▸ Task instructions
- a) In the Edge AI text, reproduce the passage starting with "3. Low-latency data" and going on through "for this application.".
- b) According to the Edge AI text, which database system handles low-latency data storage?
- c) Write what comes next in the Edge AI text, picking up after its final sentence.

▸ Passage
◆ ◆ ◆ ◆ ◆ ◆ ◆
Edge AI: How it works

  1. Infrastructure: Kubernetes and containers were the obvious choices for high availability, ultra-low latency and fast deployment of AI/ML models to the edge. Infrastructure agnostic, Kubernetes is a portable, extensible, open source platform for managing containerized workloads and services. Our containers are based on the Docker platform, an efficient way to package and deliver software, and work on managed Kubernetes services provided by leading cloud providers like AWS, Microsoft Azure and Google.
  2. Data ingestion: For AI/ML models to evolve and achieve their potential, data must flow from ingest to multiple downstream systems such as a dashboard for analytics and monitoring or Apache Hadoop-based files for model training. For this function, we’re using Apache Kafka, which offers real-time data ingestion, data integration, messaging and pub/sub at scale. The resulting multi-party data ingestion layer provides millisecond latency, guaranteed delivery and support for throttling.
  3. Low-latency data storage: Data storage plays an important role in Edge AI due to its need for sub-second latency, high throughput, and a low footprint data storage layer, along with the ability to sync back to various cloud platforms for storage and historical insights. Here, we turned to the Redis NoSQL database system. NoSQL databases such as Redis are less structured than relational databases. Plus, they are more flexible and can scale better — making them the ideal solution for this application.
  4. Data processing: Real-time stream processing is required in Edge AI to capture events from diverse sources, detect complex conditions and publish to diverse endpoints in real time. We’re using the Siddhi Complex Event Processor (CEP). It is an open source, cloud-native, scalable, micro-streaming, CEP system capable of building event-driven applications for use cases such as real-time analytics, data integration, notification management and adaptive decision-making.
  5. AI/ML serving: The Edge AI platform provides complete AI/ML deployment and lifecycle management across the cloud and edge infrastructure in real time through the use of the Seldon.io open source framework. It supports multiple heterogeneous toolkits and languages.
  6. Data visualization: Visualizations for real-time analytics and dashboarding are built using the Grafana dashboard and custom-developed Node.js REST services for real-time queries of Redis datastores.
◆ ◆ ◆ ◆ ◆ ◆ ◆
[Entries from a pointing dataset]
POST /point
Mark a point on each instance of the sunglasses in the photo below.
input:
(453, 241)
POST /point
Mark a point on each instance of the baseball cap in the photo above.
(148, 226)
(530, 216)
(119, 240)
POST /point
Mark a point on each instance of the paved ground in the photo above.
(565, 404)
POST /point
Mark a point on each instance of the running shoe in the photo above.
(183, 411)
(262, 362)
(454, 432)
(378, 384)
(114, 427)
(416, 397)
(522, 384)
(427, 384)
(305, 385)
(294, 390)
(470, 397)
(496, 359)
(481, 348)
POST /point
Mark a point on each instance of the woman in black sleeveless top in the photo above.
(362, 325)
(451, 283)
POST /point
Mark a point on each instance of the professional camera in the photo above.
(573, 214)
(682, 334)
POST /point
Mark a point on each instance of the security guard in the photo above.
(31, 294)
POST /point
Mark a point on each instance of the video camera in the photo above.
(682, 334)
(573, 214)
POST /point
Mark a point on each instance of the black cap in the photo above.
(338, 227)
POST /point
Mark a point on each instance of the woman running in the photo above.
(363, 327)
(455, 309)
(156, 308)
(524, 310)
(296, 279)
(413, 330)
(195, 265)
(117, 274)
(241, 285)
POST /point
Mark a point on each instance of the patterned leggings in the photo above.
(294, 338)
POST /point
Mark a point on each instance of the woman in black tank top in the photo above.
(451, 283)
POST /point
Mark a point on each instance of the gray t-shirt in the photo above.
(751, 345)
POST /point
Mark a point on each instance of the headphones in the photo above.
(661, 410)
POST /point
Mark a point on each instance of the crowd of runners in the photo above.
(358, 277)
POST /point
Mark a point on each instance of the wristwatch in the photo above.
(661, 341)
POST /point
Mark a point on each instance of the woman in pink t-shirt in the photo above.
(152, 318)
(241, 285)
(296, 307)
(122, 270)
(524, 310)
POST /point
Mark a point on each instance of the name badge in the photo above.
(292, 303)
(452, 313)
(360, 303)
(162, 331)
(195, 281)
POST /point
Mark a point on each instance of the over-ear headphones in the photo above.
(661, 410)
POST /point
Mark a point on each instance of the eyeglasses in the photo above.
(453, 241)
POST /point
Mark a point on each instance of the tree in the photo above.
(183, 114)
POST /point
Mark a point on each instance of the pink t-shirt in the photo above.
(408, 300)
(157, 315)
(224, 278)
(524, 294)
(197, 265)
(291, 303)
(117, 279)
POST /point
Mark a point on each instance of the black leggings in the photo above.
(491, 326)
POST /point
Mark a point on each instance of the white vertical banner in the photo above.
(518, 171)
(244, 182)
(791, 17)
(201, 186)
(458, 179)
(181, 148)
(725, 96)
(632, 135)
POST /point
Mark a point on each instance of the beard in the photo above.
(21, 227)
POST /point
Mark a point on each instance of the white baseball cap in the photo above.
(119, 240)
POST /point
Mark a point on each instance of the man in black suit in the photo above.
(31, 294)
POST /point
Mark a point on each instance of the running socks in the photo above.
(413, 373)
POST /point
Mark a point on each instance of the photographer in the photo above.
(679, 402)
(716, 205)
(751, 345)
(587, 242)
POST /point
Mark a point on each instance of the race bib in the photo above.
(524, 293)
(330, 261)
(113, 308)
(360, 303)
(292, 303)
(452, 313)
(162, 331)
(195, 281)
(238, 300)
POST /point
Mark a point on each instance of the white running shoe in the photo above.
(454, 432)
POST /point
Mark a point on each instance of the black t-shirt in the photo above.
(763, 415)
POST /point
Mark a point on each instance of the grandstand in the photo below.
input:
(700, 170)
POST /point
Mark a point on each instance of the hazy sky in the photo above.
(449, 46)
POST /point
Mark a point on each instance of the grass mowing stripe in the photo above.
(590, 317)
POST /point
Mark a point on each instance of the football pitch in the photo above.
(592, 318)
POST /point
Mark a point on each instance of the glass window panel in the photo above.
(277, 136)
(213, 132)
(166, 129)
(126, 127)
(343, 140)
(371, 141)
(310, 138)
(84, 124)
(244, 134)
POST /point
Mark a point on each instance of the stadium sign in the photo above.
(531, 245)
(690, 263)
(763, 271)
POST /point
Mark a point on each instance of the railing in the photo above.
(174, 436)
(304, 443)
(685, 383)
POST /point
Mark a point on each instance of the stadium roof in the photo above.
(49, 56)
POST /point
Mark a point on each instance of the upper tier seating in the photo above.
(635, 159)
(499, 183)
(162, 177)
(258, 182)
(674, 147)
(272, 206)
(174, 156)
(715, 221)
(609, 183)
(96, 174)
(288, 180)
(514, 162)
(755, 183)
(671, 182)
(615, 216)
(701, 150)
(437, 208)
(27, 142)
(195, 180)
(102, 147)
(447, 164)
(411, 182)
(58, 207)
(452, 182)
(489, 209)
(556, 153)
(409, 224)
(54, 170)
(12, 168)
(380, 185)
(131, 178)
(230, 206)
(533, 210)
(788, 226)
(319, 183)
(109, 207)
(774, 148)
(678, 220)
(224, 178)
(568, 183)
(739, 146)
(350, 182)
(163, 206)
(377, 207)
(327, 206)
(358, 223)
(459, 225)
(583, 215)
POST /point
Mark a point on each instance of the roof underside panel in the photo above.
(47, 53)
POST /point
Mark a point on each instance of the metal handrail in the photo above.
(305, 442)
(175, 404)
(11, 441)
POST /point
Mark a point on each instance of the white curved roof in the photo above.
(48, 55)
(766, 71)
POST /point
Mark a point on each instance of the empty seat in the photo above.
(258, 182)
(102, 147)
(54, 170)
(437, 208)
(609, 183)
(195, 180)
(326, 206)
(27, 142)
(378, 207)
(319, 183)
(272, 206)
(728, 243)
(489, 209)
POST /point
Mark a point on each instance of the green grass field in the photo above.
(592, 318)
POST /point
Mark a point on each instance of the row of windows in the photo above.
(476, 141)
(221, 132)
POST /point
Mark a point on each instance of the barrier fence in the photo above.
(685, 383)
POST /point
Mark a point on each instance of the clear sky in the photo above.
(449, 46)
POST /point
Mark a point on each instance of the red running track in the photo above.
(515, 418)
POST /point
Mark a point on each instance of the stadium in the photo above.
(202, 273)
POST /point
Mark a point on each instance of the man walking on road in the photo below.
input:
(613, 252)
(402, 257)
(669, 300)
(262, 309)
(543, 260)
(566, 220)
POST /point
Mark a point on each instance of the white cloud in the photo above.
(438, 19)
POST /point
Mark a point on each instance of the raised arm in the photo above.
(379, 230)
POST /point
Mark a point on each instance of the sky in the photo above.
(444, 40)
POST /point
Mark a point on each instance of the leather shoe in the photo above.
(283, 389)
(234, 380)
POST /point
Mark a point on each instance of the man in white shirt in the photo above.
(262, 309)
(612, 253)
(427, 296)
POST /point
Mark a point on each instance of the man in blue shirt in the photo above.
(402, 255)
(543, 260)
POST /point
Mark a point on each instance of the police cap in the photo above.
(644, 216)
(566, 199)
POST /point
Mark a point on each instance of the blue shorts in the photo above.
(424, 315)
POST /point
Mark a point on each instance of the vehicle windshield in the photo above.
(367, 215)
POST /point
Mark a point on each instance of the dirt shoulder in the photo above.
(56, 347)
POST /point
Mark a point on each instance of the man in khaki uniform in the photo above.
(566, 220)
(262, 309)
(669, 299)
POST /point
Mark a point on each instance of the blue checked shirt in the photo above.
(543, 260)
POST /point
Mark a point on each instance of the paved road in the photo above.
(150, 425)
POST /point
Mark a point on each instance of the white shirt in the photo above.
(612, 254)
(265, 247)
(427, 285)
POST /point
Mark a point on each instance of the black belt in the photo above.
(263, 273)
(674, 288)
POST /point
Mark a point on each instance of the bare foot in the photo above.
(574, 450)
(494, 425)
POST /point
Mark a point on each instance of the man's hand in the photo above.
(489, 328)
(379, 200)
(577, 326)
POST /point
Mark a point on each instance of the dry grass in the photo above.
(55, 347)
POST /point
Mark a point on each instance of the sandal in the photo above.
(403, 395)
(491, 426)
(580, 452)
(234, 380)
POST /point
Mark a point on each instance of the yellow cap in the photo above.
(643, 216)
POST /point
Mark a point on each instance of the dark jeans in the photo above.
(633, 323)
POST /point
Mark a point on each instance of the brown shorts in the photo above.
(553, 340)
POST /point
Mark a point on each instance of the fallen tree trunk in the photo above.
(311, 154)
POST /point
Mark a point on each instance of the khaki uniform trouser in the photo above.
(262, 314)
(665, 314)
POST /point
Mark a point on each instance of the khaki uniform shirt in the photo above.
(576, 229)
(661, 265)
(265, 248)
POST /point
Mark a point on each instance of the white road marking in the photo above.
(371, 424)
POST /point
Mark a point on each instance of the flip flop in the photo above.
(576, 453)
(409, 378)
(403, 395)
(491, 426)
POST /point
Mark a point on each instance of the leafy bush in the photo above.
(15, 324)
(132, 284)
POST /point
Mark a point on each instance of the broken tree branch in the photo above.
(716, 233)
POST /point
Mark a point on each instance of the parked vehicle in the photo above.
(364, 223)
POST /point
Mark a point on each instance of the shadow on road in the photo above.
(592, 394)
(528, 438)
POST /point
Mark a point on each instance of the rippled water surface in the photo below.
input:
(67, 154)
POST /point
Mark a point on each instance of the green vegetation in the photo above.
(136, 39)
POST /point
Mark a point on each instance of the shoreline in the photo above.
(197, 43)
◆ ◆ ◆ ◆ ◆ ◆ ◆
▸ Final results
- a)
3. Low-latency data storage: Data storage plays an important role in Edge AI due to its need for sub-second latency, high throughput, and a low footprint data storage layer, along with the ability to sync back to various cloud platforms for storage and historical insights. Here, we turned to the Redis NoSQL database system. NoSQL databases such as Redis are less structured than relational databases. Plus, they are more flexible and can scale better — making them the ideal solution for this application.

- b) The Redis NoSQL database system.

- c)
  7. ML training and use cases: The Edge AI platform supports the most popular ML frameworks, including scikit-learn, TensorFlow, Keras, and PyTorch and provides complete model lifecycle management. Once models are developed and tested, they are trained using large data sets, packaged, and ultimately deployed seamlessly on the edge.
  8. Security and governance: Security is built-in across the entire Edge AI platform. It can accommodate customizable security frameworks and is agnostic to customer deployment scenarios and interoperable across a multi-cloud strategy.
  9. Monitoring and orchestration: We achieve orchestration from the cloud to the edge via the CI/CD pipeline using tools such as Argo CD, a continuous delivery tool for Kubernetes. Our objective was to make Edge AI application deployment and lifecycle management automated, auditable and easy to understand.
  1. Data ingestion and processing
  2. Model training
  3. Model deployment and serving
  1. Real-time streaming workflow: This is where the main function of the application takes place. A CEP captures and processes streaming data and intelligently scans for insights or error conditions. The CEP extracts features or noteworthy information from the raw stream of incoming data and sends it to the trained models for analysis. In real time, predictions are sent back to the CEP rules engine for aggregation. If certain conditions are met, actions are taken, such as shutting down an external system or alerting a machine operator of a potential failure. All the real-time predictions and inferences are passed to the offline cloud for further monitoring and evaluation. This area is where features are updated based on evolving data enabling customers to do feature engineering integrated with the machine learning pipeline described in Figure 4 below.
  2. On-demand workflow with batches of data: External systems such as recommendation or personalization can embed models within the edge platform. These are exposed as REST or gRPC endpoints via an embedded API gateway, allowing real-time inference calls and predictions.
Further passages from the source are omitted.